- Actions to take
• A. Please write out, word for word, the part of the seasonal booking email passage below from "This is your" to "for the season.".
• B. Carry on the landscaping booking email passage below, starting right after its final sentence.

- Passage given
1. Seasonal booking email
When: 3-4 weeks before each major season starts Who gets it: All past customers and warm leads What it says: “Spring booking is open — here’s how to get on the schedule”
This is your highest-ROI email. It re-activates past customers before they start shopping around. For the full timing map of when to send these emails across the year — and what else should be going out alongside them — see our seasonal marketing calendar for landscaping companies.
Example:
Subject: Spring cleanup spots are filling up — book yours
Hi [First Name],
Spring is around the corner and we’re starting to book cleanup and maintenance schedules for the season.
Last year we were fully booked by mid-April and had to turn away customers in May. If you’d like to get on the schedule early, reply to this email or call us at [phone number].
Here’s what we’re booking now:
- Spring cleanup (debris removal, bed edging, first mow)
- Weekly lawn maintenance
- Mulch installation
- Landscape enhancements and planting
We’d love to take care of your property again this year.

- Supplied information
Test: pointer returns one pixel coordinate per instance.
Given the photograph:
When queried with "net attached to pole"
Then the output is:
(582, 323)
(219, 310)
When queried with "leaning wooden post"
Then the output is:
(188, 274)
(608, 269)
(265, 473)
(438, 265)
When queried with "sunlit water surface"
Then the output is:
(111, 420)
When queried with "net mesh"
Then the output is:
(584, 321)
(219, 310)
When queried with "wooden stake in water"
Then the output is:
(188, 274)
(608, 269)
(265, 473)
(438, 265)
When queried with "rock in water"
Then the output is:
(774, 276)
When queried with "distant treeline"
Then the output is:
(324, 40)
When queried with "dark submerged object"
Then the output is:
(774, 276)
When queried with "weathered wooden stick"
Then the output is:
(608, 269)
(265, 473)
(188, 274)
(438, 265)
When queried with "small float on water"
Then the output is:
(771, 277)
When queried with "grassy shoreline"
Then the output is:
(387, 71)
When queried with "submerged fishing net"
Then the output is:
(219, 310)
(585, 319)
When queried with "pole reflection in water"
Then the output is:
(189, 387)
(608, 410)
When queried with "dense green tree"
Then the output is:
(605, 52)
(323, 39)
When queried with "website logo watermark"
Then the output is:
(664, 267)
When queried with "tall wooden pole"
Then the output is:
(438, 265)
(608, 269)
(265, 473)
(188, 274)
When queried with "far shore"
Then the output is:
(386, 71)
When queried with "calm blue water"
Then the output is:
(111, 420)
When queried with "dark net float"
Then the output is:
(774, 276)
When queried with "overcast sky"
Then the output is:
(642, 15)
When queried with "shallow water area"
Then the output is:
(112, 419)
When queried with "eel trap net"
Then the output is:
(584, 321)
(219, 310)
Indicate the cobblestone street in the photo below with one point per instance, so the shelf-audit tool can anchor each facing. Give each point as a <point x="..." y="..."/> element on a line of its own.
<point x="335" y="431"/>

- Outputs for the tasks
• A.
This is your highest-ROI email. It re-activates past customers before they start shopping around. For the full timing map of when to send these emails across the year — and what else should be going out alongside them — see our seasonal marketing calendar for landscaping companies.
Example:
Subject: Spring cleanup spots are filling up — book yours
Hi [First Name],
Spring is around the corner and we’re starting to book cleanup and maintenance schedules for the season.

• B.
— [Your name], [Company name]
Send this for each major season: spring, summer services, fall cleanup, and winter prep (or snow removal, if applicable).
2. Estimate follow-up sequence
When: Automatically, after sending an estimate that doesn’t close Who gets it: Leads who received a proposal but haven’t booked
Most landscaping companies send an estimate, maybe follow up once by phone, and then move on. A simple 3-email sequence recovers 10-20% of these lost proposals.
Email 1 (2 days after estimate): “Any questions about your estimate?” Quick, personal check-in. Ask if they have questions or want to adjust the scope.
Email 2 (5 days after estimate): Share a relevant photo or testimonial. “Here’s a project we recently finished in [their neighborhood] — similar scope to what we proposed for your property.” Include a before-and-after photo.
Email 3 (10 days after estimate): “Your estimate is still valid — want to move forward?” Gentle reminder that you’re available and the price holds. Include a direct call-to-action to book.
3. Upsell email
When: Mid-season, to current maintenance customers Who gets it: Active customers who only use one service
If a customer is paying you for weekly mowing, they probably need mulch, bed cleanup, or lawn treatment too — but they might not know you offer it.
Example:
Subject: Quick question about your property
Hi [First Name],
While our crew has been maintaining your lawn, we’ve noticed your mulch beds are getting thin and weeds are starting to push through.
Most of our maintenance customers add a mulch refresh this time of year — it keeps the beds looking sharp and cuts down on weeding for the rest of the season.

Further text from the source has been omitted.